## start Page text

Faith that Becomes Action
More secrets of Heaven's invisible currency
Faith is the invisible access point to the most tangible place in the Universe: the throne room of God. If we choose to believe, and I don’t mean belief in wishful wanderings, human hopes or devilish divinations. I mean if we choose to believe in the Maker of Heaven and Earth. The Bible tells us that kind of faith, a true certainty that God exists, and that He rewards those who earnestly seek Him. If we believe in that God, Yahweh, the Original and only true God. If we believe in Him, we will gain access to an eternal life that comes with fellowship and glory unthinkable.
Now this is eternal life: that they know you, the only true God, and Jesus Christ, whom you have sent. John 17:3
In other words, the invitation into eternal life starts right here, right now. On Earth, not in Heaven. It is present tense, not future. It is everlasting living today, not wishful thinking about tomorrow. And that is fantastic news, good news actually. That is the Gospel, Jesus enters our lives now and changes us forever.
Do you know the invisible God? If you’ve wrestled and torn yourself apart wondering this, here is the good news: you are on the path.
A soul doesn’t crave the certain knowledge and answer to this question, “Do I have eternal life?” Unless you are on the path to Salvation. Maybe like I did as a kid grappling with eternal questions, you prayed the sinner’s prayer over and over just to make sure. Maybe you groaned inwardly time and again as you wrestled through long lost hours of sleep. Or maybe you just came to a saving faith with quiet confidence. If so, you’re the few and the elect who had such a gift of Faith from on high that you just knew that you knew the first time that you knew.

## end Page text

In the text on faith, what kinds of belief does the writer say are not meant? List each one.

## start Dataset excerpts

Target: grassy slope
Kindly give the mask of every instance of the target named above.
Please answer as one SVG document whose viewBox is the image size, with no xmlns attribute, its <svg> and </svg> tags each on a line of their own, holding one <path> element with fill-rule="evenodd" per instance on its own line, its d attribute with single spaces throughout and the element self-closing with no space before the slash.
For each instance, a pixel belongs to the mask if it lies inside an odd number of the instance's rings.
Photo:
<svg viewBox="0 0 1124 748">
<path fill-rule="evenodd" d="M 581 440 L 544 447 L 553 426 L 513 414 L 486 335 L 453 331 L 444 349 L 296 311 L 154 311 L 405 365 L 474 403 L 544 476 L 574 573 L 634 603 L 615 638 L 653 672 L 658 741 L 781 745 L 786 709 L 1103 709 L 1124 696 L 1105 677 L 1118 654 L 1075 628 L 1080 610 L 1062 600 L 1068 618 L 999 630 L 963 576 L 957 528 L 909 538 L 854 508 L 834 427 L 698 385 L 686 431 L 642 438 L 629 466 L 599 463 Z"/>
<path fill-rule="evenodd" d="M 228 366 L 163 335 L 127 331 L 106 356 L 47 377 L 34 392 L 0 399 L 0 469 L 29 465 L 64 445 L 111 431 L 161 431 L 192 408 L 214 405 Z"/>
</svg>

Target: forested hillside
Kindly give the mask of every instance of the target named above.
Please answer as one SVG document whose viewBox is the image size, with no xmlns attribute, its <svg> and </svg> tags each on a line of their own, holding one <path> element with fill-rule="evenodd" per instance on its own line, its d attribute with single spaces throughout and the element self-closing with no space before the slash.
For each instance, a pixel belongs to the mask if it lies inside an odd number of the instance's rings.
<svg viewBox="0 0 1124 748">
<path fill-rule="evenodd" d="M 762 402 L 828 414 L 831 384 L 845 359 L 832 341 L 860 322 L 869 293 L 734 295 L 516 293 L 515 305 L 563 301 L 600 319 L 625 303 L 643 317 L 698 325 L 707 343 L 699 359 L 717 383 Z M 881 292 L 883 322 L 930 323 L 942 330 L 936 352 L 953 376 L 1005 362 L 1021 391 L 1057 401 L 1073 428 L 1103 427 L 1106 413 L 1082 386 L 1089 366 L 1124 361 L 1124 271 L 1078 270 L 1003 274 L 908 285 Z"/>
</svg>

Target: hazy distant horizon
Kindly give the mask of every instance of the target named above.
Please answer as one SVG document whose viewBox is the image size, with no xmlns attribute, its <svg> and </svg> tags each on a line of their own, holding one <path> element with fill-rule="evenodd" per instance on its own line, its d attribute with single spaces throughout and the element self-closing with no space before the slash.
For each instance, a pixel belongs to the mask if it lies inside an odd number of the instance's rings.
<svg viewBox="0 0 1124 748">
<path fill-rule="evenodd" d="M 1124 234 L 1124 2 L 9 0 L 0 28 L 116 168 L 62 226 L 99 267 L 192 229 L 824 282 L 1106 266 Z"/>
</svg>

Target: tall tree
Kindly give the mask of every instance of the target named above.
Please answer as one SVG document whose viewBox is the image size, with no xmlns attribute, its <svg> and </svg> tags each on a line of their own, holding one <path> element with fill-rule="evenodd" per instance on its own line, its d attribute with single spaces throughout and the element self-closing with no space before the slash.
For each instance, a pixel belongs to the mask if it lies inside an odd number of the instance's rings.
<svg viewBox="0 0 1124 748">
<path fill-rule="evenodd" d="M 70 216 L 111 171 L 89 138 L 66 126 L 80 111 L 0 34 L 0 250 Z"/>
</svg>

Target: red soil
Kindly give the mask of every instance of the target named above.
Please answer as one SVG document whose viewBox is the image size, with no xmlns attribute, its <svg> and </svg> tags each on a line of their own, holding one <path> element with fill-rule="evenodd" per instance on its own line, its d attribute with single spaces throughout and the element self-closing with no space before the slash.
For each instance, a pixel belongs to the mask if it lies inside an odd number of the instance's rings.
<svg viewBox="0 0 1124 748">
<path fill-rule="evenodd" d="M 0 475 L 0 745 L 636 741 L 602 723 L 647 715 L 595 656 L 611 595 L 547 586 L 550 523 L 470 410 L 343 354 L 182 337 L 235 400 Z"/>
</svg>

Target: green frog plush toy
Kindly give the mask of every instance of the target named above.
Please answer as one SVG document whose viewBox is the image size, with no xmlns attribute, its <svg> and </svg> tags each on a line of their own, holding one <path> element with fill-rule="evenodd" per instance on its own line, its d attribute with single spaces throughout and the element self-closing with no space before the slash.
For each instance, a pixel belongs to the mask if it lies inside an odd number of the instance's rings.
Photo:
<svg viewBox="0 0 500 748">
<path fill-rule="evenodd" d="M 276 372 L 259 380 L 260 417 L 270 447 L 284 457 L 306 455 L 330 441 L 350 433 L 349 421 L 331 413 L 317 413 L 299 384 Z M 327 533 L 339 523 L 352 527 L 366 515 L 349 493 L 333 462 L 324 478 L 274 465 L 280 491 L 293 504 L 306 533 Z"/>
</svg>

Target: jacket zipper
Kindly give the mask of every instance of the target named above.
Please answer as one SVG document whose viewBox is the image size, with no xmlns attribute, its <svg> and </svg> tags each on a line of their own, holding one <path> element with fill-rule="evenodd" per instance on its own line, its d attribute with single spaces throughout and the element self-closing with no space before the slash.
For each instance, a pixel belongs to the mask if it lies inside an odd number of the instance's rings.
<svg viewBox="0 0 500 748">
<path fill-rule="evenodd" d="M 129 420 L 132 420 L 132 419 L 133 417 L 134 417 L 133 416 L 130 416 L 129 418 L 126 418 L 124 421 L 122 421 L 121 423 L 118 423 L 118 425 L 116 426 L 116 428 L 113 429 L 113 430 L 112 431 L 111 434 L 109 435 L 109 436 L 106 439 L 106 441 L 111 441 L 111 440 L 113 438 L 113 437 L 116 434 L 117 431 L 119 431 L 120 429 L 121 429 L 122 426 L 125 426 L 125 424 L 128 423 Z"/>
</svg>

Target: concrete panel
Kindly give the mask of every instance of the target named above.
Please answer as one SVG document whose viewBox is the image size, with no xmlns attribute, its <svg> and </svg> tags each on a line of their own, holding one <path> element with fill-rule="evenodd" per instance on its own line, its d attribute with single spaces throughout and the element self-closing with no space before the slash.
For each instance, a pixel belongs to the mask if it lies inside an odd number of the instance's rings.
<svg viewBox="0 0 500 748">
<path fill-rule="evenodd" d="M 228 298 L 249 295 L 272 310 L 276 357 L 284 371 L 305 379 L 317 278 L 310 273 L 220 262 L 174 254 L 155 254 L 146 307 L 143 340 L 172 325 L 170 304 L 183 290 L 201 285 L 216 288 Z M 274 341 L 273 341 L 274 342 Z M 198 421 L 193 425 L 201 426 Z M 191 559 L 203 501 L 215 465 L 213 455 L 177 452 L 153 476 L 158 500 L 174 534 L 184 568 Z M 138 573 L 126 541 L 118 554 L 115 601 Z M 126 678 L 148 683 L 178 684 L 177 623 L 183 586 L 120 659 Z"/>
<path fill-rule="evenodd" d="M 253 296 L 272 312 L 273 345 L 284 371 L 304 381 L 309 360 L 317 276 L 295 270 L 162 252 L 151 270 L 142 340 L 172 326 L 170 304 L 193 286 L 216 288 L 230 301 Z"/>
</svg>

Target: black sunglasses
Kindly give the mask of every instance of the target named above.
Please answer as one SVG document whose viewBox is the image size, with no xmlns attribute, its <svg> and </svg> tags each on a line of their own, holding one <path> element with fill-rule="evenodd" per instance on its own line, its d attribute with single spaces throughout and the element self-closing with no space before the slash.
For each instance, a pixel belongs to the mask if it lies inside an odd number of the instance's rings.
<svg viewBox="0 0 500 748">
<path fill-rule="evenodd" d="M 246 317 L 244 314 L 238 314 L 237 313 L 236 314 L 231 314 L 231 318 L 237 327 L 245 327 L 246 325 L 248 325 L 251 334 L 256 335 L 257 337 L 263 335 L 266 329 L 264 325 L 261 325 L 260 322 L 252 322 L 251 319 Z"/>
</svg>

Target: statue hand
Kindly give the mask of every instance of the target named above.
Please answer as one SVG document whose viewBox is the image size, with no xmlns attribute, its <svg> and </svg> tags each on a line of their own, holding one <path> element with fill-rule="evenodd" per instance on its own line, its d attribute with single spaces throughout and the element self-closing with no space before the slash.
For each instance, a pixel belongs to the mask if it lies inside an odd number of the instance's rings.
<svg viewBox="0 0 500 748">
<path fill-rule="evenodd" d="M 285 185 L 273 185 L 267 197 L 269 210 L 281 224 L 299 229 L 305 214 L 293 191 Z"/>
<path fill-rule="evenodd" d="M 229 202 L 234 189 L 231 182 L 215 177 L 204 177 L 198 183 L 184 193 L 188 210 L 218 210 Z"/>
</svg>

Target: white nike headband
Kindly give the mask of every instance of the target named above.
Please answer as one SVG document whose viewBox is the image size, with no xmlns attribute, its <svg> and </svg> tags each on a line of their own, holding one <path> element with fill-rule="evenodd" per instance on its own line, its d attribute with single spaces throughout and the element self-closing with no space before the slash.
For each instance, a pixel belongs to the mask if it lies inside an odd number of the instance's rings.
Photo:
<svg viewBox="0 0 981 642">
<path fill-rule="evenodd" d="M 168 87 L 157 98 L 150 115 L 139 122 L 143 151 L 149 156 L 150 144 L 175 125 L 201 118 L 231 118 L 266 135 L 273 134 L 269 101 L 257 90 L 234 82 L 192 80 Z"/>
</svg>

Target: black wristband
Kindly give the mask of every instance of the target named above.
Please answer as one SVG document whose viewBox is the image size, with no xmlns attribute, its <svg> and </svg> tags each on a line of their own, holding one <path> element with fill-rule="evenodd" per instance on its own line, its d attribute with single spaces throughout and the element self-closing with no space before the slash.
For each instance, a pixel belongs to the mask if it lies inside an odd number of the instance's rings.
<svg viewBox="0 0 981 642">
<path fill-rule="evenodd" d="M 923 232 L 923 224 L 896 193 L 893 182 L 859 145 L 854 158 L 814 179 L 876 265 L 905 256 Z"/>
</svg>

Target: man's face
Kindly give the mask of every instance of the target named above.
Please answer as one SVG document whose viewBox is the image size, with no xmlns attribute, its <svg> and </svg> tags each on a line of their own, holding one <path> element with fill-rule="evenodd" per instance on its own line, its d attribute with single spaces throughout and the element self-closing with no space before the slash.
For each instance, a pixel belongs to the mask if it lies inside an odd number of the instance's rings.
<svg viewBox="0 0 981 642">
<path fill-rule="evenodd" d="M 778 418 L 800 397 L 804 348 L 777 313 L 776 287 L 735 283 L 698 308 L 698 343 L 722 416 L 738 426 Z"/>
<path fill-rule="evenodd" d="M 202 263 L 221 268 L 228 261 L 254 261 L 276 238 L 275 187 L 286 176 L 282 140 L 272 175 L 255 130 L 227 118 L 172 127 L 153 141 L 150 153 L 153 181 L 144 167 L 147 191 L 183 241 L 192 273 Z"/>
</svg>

## end Dataset excerpts

## Reply
- wishful wanderings
- human hopes
- devilish divinations